**Document extract**.
## START

Hi everyone, I'm not actually a real newby here. I discovered this site about 9 years ago, when I was going through a terrible divorce, and it helped me through a very difficult period. But, life moves one. My ex married the woman he had an affair with, and they have moved away. I was in court for 7 years trying to get the retirement I was entitled to (married over 20 years), and finally succeeded. I have a great job, a great family, 7 grandsons. I'm financially comfortable. Nothing extravagant, but I don't have to worry about paying my mortgage and putting food in my stomach. Here's my thing:
I have no desire to "get back out there." I feel I am as happy as anyone around me, but inside I still think of my ex every day. I dream of him at night. I remember happier times. Am I nuts? I don't pretend that everything was wonderful. I am fully aware that I put up with a lot. He was an alcoholic, and could be emotionally abusive. In many, many ways, I know that I am better off at this time than I was for a long time during my marriage, so why am I still "mourning" the loss of my marriage? Does this sound familiar to anyone else out there, or am I just deranged??
ME: 54 Him: 51 M: 20 years T: 21 years OW/New wife: 36 Sons & Daughters: 7 (ages 24-36) Bomb: March 4, 2010 He Filed: April 28, 2010 I Contested: May 1, 2010 Standing Down: 11/24/10 Divorced : 05/04/2011
Welcome back! I was very surprised to see a posting from you after all of this time. You may remember me as "Snodderly" from back in the day.

## END

**Task list**.
[A] In the forum thread on divorce, how many years did the writer spend in court to get the retirement she was entitled to?
[B] In the forum thread on divorce, rewrite the stretch from "ME: 54 Him: 51" through "in the day.", changing "posting" to "message".
[C] Write the next part of the forum thread on divorce, starting after its last sentence.

**Information provided**.

## START

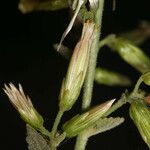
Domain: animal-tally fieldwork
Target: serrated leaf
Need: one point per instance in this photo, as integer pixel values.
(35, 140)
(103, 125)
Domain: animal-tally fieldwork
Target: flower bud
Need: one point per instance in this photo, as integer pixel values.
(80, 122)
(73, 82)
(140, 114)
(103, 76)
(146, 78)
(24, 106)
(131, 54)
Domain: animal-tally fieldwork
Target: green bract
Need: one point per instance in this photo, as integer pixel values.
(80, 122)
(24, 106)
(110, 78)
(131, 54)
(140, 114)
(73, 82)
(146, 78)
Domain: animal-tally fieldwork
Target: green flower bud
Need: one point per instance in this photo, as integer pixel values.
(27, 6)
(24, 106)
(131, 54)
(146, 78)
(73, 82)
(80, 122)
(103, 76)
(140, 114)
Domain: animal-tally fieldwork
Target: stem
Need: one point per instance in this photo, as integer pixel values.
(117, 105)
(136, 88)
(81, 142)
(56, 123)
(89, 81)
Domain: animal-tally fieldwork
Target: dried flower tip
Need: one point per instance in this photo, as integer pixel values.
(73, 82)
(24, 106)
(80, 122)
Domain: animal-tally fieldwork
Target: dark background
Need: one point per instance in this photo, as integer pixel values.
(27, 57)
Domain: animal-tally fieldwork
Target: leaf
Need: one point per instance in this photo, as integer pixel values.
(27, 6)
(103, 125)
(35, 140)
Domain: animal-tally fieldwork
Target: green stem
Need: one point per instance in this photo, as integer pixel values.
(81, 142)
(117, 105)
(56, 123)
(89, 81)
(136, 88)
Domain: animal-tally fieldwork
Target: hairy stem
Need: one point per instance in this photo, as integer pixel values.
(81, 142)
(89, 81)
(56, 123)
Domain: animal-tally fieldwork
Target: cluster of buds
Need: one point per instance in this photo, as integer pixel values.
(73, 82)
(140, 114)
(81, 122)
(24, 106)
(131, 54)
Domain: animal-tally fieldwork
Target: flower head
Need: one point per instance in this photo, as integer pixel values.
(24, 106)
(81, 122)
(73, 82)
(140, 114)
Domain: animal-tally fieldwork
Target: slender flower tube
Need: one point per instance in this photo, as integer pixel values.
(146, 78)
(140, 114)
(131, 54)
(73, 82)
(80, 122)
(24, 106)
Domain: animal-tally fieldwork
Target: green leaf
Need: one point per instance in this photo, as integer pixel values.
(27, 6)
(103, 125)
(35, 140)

## END

**Outputs by task**.
[A] Seven years.

[B]
ME: 54 Him: 51 M: 20 years T: 21 years OW/New wife: 36 Sons & Daughters: 7 (ages 24-36) Bomb: March 4, 2010 He Filed: April 28, 2010 I Contested: May 1, 2010 Standing Down: 11/24/10 Divorced : 05/04/2011
Welcome back! I was very surprised to see a message from you after all of this time. You may remember me as "Snodderly" from back in the day.

[C]
I am so sorry that you had to fight for 7 years to get your portion of his retirement. At least that part of the process is over and done with and you can live comfortably and not look over your shoulder.
Of course, you are going to think of your xh for quite some time. You were married over 20 years and in those 20 years, you created a lot of good memories w/the man. It's not going to go away, but as time moves on, the pain will be less and less, but the scar will always be there.
Are you nuts? No, you are human and you are just reflecting back on those days that are gone. Mourning takes years and each person is unique in how they mourn. Some can completely move and not give it a thought and others, well...they mourn for a very long time. Don't second guess yourself. It will take as long as it takes to get through the grieving process.
Sit quietly, the answers will reveal themselves when you least expect them to. The past is gone, the present is a gift and you need to focus on today, allow the future to reveal itself when it is ready.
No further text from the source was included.